Your instructions ▸ Copy the passage of the toxic positivity text starting at "What Does Toxic" and ending at "been dealt with.", replacing "bright side" with "sunny side".
___ Document extract ___
Positivity is regularly cited as a great character trait because, more often, it is a good trait. Positivity can be helpful, healing, and instill hope. However, there are times when positivity goes too far and can become detrimental to certain situations by not allowing negative feelings to be expressed. When this occurs it is referred to as, toxic positivity.
What Is Toxic Positivity?
Toxic positivity is over-zealous positivity that tramples and invalidates negative feelings. Sometimes, feelings like grief, sadness, and anger, need to be expressed for the relative processing of emotions. Toxic positivity can stop the processing of emotions and become a method of ignoring unpleasant news or feelings. When people avoid unpleasant feelings, emotions can get buried and this could have a negative effect on a person’s mental and physical health.
Who Can Suffer from Toxic Positivity?
Anyone can suffer from toxic positivity. With the ongoing pandemic, healthcare professionals, teachers, and social workers cite toxic positivity as being prevalent in their workplaces. What this means is that workers in these fields are overworked and don’t have enough resources, however, they are pushed to be positive for the sake of their clients, patients, and students. Oftentimes their concerns, feelings of burnout, safety, and fears are belittled, ignored, or invalided in the name of staying positive. Toxic positivity tramples over the fact that people need to be heard, supported, and their concerns or criticisms validated. In healthcare particularly, positivity alone cannot cure ailments, and it’s perfectly valid for a person to experience negative emotions when working through a health scare. Toxic positivity can make a bad situation worse if the proper care and validation needed are not present.
Toxic positivity can be prevalent in families and households as well. Oftentimes toxic positivity can be used to gloss over hurt feelings, neglect, or trauma. Toxic positivity can also be used to downplay, or avoid dealing with, a negative situation. When families use toxic positivity to avoid conversations, it’s a slippery slope into manipulation, deception, and even abuse or neglect. Some people use toxic positivity to engage in what’s called “gaslighting,” or trying to convince another person their thoughts or experiences are incorrect or not worth talking about.
Toxic positivity can be felt in group settings as well. Schools, social groups, religious organizations, and more may resort to a mix of toxic positivity and peer pressure to maintain control of the group. This is manipulative and can cause problems when a genuine criticism or feeling of doubt is expressed. Positivity should never be held over someone’s head or used to portray someone negatively by comparison.
What Does Toxic Positivity Do if It’s Not Positive?
Toxic positivity is detrimental to a person’s mental health, as it keeps them from working through negative feelings and tries to spin all bad things into good things. There’s certainly always room to look on the bright side, but there is a time and place for that—after negative emotions have been dealt with.
Suppressing negative emotions is not healthy and can build up resentment, fear, hurt feelings, and trauma. Toxic positivity’s suppression of negative emotions can even cause someone to lose the desire to confide in a friend because they think they’ll brush off their feelings and tell them to “make lemonade,” or some other unhelpful aphorism. Many people who have their self-esteem and identity tied to toxic positivity find it incredibly hard to deal with negative things when they come.
___ Data for analysis ___
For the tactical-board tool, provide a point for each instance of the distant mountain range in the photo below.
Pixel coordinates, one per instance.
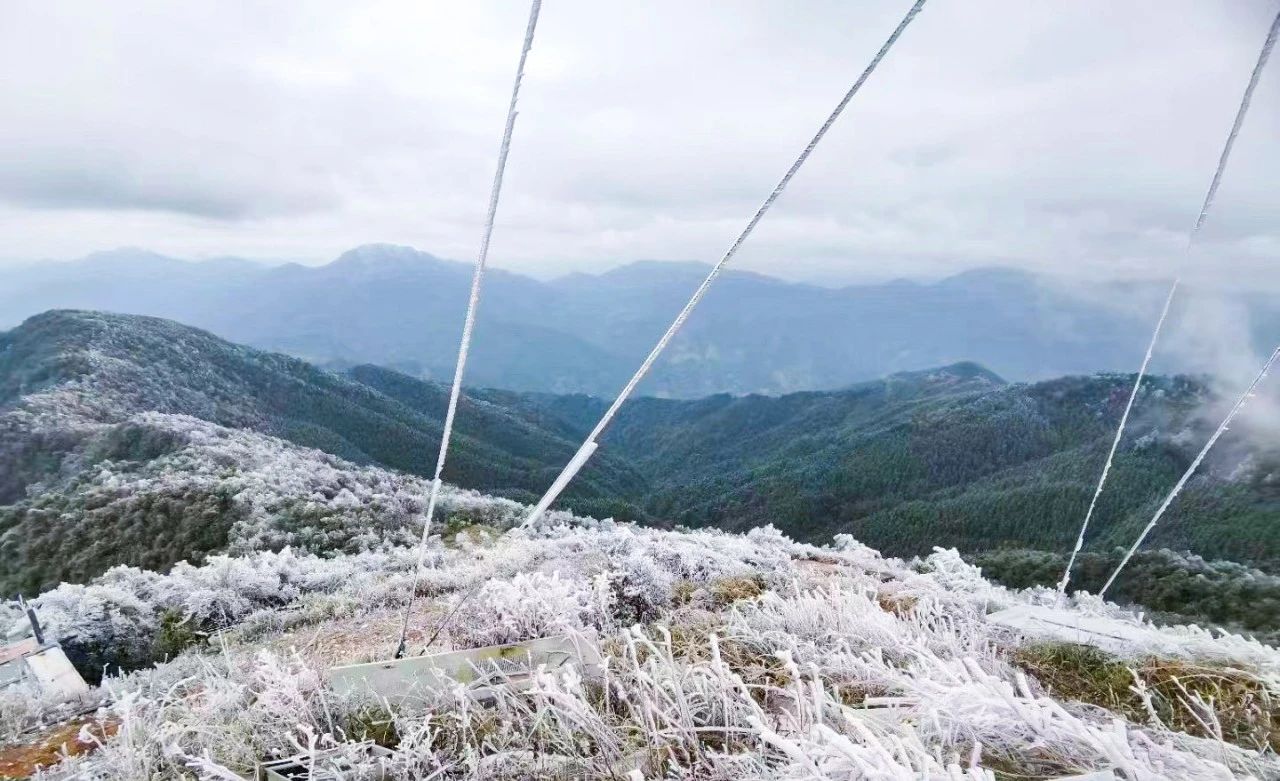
(394, 306)
(154, 439)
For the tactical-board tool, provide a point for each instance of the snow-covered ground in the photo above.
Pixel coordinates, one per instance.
(723, 657)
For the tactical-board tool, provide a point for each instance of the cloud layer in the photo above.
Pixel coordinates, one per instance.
(1072, 137)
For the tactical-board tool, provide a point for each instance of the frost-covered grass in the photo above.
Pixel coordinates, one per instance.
(725, 657)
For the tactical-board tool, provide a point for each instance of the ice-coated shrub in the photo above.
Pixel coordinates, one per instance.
(530, 606)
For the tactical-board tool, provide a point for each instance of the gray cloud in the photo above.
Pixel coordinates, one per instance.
(1069, 137)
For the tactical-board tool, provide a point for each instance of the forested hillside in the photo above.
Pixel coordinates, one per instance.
(951, 457)
(105, 437)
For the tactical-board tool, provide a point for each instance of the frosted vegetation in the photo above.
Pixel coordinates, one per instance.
(726, 657)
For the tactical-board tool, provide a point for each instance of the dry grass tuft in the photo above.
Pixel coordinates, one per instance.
(1206, 700)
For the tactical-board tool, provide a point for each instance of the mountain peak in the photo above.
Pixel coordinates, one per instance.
(387, 256)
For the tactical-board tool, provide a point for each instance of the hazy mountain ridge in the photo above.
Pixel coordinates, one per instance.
(585, 333)
(128, 439)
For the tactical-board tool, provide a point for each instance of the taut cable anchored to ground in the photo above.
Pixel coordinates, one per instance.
(1191, 470)
(469, 323)
(1267, 45)
(589, 446)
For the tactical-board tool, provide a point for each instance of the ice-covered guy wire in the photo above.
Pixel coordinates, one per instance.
(1173, 494)
(469, 322)
(1173, 289)
(589, 446)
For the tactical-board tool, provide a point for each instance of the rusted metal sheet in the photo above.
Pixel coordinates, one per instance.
(416, 677)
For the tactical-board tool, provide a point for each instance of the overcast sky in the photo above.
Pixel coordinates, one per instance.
(1070, 136)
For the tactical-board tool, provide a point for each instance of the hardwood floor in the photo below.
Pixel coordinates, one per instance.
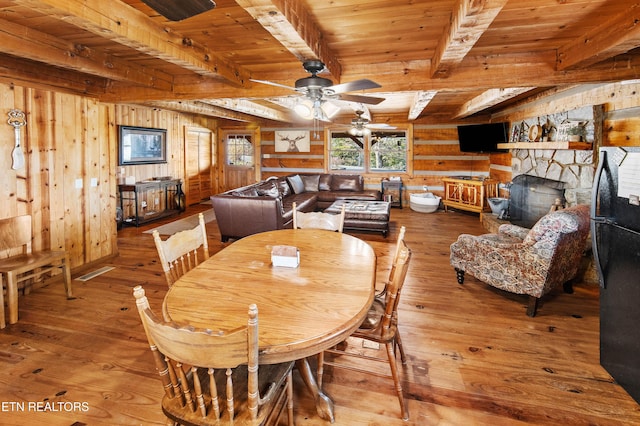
___
Result of the exercise ▸
What Does Toxic Positivity Do if It’s Not Positive?
Toxic positivity is detrimental to a person’s mental health, as it keeps them from working through negative feelings and tries to spin all bad things into good things. There’s certainly always room to look on the sunny side, but there is a time and place for that—after negative emotions have been dealt with.